**DIRECTIONS FOR THIS TASK:**
Retype the following lines exactly as they appear.
##### RECORD EXTRACTS #####
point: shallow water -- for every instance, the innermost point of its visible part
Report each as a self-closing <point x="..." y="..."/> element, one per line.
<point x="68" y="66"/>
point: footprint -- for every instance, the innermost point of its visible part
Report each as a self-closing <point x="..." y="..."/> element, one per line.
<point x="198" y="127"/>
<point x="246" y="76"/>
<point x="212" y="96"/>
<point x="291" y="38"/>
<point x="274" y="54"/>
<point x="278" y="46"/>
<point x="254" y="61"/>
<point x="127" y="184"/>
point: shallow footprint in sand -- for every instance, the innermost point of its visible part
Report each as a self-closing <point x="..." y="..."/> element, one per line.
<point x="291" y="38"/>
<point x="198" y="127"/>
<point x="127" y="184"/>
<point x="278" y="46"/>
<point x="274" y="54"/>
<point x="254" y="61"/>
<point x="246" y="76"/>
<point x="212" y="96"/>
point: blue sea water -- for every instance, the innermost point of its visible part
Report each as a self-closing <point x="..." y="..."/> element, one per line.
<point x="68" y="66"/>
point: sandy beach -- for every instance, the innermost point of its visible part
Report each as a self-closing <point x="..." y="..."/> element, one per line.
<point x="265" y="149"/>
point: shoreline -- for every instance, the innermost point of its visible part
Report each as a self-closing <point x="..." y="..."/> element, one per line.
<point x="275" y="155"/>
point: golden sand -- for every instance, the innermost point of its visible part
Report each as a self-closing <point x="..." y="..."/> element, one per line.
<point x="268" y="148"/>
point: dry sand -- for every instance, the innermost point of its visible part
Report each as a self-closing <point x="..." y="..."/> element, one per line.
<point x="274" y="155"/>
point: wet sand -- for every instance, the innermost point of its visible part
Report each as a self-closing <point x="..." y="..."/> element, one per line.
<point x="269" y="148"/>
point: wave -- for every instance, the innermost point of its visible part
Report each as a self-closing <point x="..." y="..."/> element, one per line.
#####
**REPLY:**
point: shallow water -- for every instance, the innermost point of its visible part
Report each as a self-closing <point x="..." y="..."/> element, one per line.
<point x="68" y="66"/>
point: footprint -- for every instance, the innermost point of its visible part
Report each as a self-closing <point x="..." y="..."/> element, one per line.
<point x="198" y="127"/>
<point x="246" y="76"/>
<point x="212" y="96"/>
<point x="291" y="38"/>
<point x="274" y="54"/>
<point x="278" y="46"/>
<point x="254" y="61"/>
<point x="127" y="184"/>
point: shallow footprint in sand -- for every instance, the innermost point of its visible part
Report each as a self-closing <point x="..." y="..."/> element, one per line.
<point x="291" y="38"/>
<point x="198" y="127"/>
<point x="127" y="184"/>
<point x="278" y="46"/>
<point x="274" y="54"/>
<point x="254" y="61"/>
<point x="246" y="76"/>
<point x="212" y="96"/>
point: blue sea water -- for every instance, the innermost point of its visible part
Report each as a self-closing <point x="..." y="..."/> element, one per line.
<point x="68" y="66"/>
point: sandy beach -- for every instance, the innermost point of its visible part
Report each as a self-closing <point x="..." y="..."/> element, one per line.
<point x="265" y="149"/>
point: shoreline -- for every instance, the innermost point of its visible part
Report each as a self-closing <point x="..." y="..."/> element, one per line.
<point x="275" y="155"/>
point: golden sand -- for every instance, the innermost point of its visible part
Report each as a self-closing <point x="..." y="..."/> element, one per line.
<point x="268" y="148"/>
point: dry sand -- for every instance, the innermost point of its visible part
Report each as a self-closing <point x="..." y="..."/> element, one per line.
<point x="274" y="155"/>
point: wet sand -- for every instance, the innermost point of its visible part
Report each as a self-closing <point x="..." y="..."/> element, one per line.
<point x="269" y="148"/>
point: wave -- for every instance, the innermost point of its visible part
Report each as a self-closing <point x="..." y="..."/> element, one per line.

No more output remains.